*Obiettivo*
Ridimensiona le coordinate delle risposte nell'elenco, dalla riga che contiene "Give a dot for each instance of the black" fino alla riga che contiene "<point>599,217</point>" inclusa. Riscrivi solo queste righe, richieste comprese, moltiplicando per 1,65 ogni coordinata delle risposte e arrotondando all'intero, con le metà per eccesso.

※ ※ ※

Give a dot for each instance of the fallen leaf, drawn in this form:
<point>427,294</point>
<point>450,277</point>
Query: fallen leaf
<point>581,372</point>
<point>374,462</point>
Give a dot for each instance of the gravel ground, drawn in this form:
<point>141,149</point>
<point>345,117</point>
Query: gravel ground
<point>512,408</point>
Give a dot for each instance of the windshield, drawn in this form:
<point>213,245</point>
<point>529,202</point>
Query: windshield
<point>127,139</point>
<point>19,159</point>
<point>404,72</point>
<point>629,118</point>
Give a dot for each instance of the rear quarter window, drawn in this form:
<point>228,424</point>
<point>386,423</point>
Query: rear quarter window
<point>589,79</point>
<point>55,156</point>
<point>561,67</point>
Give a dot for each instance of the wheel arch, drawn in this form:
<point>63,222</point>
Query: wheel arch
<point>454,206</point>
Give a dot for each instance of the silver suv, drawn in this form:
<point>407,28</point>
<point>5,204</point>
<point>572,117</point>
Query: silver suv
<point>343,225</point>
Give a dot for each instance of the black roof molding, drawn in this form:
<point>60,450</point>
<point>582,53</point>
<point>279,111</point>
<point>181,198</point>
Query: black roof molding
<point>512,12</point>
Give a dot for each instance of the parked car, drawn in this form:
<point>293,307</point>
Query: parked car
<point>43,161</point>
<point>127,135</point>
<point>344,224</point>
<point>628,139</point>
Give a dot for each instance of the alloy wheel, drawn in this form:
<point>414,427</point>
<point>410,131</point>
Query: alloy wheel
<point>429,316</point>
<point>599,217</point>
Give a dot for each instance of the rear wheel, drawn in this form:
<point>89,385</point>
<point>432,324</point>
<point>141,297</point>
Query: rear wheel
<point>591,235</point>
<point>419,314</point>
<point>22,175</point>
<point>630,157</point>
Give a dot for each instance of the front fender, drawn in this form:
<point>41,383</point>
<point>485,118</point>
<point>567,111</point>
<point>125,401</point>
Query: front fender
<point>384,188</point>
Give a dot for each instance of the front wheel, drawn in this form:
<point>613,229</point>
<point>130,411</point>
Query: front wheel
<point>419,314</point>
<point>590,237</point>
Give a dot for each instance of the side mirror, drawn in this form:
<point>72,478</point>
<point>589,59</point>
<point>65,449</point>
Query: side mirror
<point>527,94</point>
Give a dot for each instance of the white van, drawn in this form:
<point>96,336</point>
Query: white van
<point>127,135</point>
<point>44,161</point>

※ ※ ※

*Risultato del compito*
Give a dot for each instance of the black roof molding, drawn in this form:
<point>60,450</point>
<point>582,53</point>
<point>279,111</point>
<point>181,198</point>
Query: black roof molding
<point>845,20</point>
Give a dot for each instance of the parked car, drawn in this form:
<point>293,307</point>
Query: parked car
<point>71,266</point>
<point>210,223</point>
<point>568,370</point>
<point>1036,229</point>
Give a dot for each instance of the alloy wheel, drawn in this form:
<point>414,427</point>
<point>410,131</point>
Query: alloy wheel
<point>708,521</point>
<point>988,358</point>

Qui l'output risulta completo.